** start of DATA TO PROCESS **

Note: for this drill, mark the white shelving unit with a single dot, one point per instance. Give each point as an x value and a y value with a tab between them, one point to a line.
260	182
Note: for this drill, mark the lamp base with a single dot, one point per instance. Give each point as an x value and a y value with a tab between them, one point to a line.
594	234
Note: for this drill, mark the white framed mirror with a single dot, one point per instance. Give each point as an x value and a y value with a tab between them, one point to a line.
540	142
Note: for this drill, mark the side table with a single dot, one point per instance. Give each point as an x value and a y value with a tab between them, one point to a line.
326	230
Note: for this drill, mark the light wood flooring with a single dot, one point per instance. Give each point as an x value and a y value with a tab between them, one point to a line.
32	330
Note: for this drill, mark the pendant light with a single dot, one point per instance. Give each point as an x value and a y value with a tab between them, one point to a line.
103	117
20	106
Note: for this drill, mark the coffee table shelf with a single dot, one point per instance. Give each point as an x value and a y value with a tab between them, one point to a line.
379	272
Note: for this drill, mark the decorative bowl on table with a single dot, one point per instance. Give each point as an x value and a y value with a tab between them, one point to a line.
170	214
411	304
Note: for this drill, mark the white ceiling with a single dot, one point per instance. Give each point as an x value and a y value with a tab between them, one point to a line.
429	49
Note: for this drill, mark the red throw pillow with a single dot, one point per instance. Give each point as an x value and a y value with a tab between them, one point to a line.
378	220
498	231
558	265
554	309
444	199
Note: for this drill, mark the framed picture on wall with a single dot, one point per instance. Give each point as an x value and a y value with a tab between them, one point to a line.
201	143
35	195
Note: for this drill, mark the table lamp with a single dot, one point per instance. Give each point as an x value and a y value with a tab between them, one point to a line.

** end of DATA TO PROCESS **
** start of DATA TO PROCESS **

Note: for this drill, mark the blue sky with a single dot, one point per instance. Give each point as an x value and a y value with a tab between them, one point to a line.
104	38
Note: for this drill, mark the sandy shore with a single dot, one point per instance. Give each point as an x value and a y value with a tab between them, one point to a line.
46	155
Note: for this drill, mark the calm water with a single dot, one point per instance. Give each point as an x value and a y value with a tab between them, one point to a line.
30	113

** end of DATA TO PROCESS **

- TASK STATEMENT: Locate every line in the entries above that contains the word "white", and copy each of those lines out in full.

- WRITTEN SOLUTION:
Note: for this drill, mark the white shelving unit with a single dot, one point per instance. Give each point as an x value and a y value with a tab between them, one point to a line.
Note: for this drill, mark the white framed mirror with a single dot, one point per instance. Give each point as an x value and a y value with a tab between them, one point to a line.
Note: for this drill, mark the white ceiling with a single dot, one point per instance. Give each point as an x value and a y value with a tab between them, one point to a line.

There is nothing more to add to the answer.